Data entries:
--*--
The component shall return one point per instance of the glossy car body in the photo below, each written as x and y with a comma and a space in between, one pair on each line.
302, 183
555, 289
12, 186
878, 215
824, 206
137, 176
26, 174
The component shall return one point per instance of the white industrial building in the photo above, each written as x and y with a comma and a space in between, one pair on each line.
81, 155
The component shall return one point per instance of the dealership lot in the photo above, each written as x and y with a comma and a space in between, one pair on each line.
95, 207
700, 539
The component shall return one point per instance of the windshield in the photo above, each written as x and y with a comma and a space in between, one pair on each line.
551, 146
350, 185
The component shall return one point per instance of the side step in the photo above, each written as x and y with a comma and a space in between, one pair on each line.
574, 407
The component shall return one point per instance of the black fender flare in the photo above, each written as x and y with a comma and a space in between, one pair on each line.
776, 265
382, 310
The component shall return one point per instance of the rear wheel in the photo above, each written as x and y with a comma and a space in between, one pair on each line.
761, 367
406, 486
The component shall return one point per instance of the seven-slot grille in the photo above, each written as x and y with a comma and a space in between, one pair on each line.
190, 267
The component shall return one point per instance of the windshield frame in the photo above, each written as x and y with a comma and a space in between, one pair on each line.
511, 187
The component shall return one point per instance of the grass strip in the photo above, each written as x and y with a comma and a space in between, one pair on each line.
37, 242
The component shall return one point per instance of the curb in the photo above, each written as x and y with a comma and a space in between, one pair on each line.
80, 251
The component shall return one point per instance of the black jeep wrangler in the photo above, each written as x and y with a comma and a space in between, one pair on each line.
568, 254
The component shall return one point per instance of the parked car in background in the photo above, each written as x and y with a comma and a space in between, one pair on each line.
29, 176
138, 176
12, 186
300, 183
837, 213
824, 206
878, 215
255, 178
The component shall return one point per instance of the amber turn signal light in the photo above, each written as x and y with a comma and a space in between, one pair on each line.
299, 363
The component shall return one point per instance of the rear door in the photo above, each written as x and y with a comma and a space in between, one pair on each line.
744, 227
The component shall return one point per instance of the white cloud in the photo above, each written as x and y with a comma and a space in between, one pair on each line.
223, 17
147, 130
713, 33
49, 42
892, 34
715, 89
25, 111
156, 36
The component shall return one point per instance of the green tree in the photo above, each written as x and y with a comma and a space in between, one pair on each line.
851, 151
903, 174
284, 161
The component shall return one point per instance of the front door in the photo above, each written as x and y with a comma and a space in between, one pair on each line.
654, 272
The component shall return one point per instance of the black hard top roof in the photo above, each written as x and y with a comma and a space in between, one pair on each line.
--*--
→ Short exercise
Print all the data exactly.

→ Answer
The component shall return one point per instance of the glossy car body in the photo below, each written as x and y with a comma and a space in between, one pair on each line.
302, 183
555, 289
12, 186
878, 215
824, 206
137, 176
26, 174
The component shall return one point per instance of the white industrial building in the photo above, each written as x and y with a comma and a space in between, one pair on each line.
81, 155
The component shall return one point per instance of the dealership lot in the photo above, each written as x and y with a comma and a space in between, one pair on each line.
95, 207
700, 539
The component shall return one point per instance of the windshield in the photo above, each written as x and y with a comma and a space in between, one pair on each line.
551, 146
350, 185
The component shall return one point per instance of the side step in the photo above, each written as x and y with a comma and a space in between, one pair on each line.
574, 407
The component shall return one point per instance of the black fender flare in the photo above, each written as x and y with a comma and a space in between, one pair on each line.
776, 265
382, 310
The component shall return one point per instance of the rear wheel in the photo above, each written as x and y with a comma and a space in between, one pair on each line.
761, 367
406, 486
The component shall return one point per instance of the seven-slot grille in the photo above, each written as x and y with a comma and a space in between, one pair on each line.
190, 267
The component shall return one point per instance of the windshield frame in the photo above, each written as x and y with a comma and a space in between, one pair on each line.
511, 187
The component shall return one point per instance of the grass strip in the photo above, each written as x and y with a comma and a space in between, one pair on each line.
37, 242
The component shall return one point per instance of the curb in the photo above, each written as x and y with a comma and a space in between, one pair on each line.
80, 251
The component shall return one point per instance of the black jeep wrangler in the photo above, each written as x and y with a comma and a space in between, one pair on each line.
568, 254
The component shall return one point per instance of the parked car in background in the photo above, each written as x and y with a comma and a space in between, one pair on each line.
29, 176
138, 176
12, 186
300, 183
837, 213
824, 206
878, 215
255, 178
The component shall return one point per instance of the amber turn signal light in the photo above, each written as x and y with a comma and a space in between, one pair on each line.
299, 363
The component shall return one point per instance of the rear door in the photo above, each written as x and y with a comma and a space in between, one pair on each line.
744, 227
The component shall return one point per instance of the white cloud in the photo above, each written as x and y with a comma and a space in between, one pair on each line.
223, 17
147, 130
713, 33
49, 42
892, 34
715, 89
25, 111
156, 36
The component shall return one point per instance of the green tree in the photo above, each written as x and y with a comma and a space in between, one pair on each line.
851, 151
903, 174
284, 161
The component shall return one point per instance of the front door in the photo above, each written as x and y with a comma and a space in between, one pair on each line.
654, 272
The component shall return one point per instance of the black hard top roof in the photo above, each written as x and y with a comma and a space in between, one pair on each line.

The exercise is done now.